> Task:
Swap "lantern shade" for "lamp shade" in everything from the line containing "Kindly provide the mask of every instance of the lantern" down to the end of the records, and write those lines out again with nothing else changed.

Extracted data entries
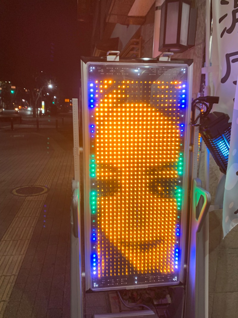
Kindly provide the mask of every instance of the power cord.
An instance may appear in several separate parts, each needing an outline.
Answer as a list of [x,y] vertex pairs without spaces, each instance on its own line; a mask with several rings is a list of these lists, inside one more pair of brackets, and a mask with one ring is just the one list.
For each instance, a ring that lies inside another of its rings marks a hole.
[[147,308],[147,309],[149,309],[149,310],[151,310],[151,308],[150,308],[149,307],[148,307],[148,306],[146,306],[146,305],[145,305],[138,304],[138,305],[136,305],[134,306],[129,306],[128,305],[126,305],[126,304],[125,303],[125,302],[122,298],[122,296],[121,296],[121,295],[120,294],[120,293],[119,292],[117,292],[117,294],[119,296],[119,298],[120,299],[123,305],[124,305],[124,306],[125,306],[126,307],[127,307],[128,308],[134,308],[135,307],[144,307],[146,308]]
[[[200,126],[212,110],[213,104],[218,104],[219,102],[219,97],[216,96],[202,96],[194,100],[192,102],[192,115],[190,123],[191,126],[195,127]],[[202,105],[205,106],[205,109],[202,109]],[[196,118],[195,118],[196,109],[199,110],[200,113]],[[200,122],[197,124],[199,119],[200,120]]]

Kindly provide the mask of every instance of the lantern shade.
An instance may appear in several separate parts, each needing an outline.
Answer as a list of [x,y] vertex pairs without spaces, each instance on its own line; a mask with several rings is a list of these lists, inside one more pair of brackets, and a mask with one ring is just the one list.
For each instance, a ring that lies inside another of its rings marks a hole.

> Result for this exercise:
Kindly provide the mask of every instance of the lamp shade.
An instance may appear in several separate parts, each needing an outline.
Answer as a list of [x,y] vertex pairs without spaces, each instance on its own line; a mask with several rings is a list of these lists, inside one more pair of brackets, and a mask with one ring is just the one list.
For each instance, a ring that lies inside another of its rings marks a hole.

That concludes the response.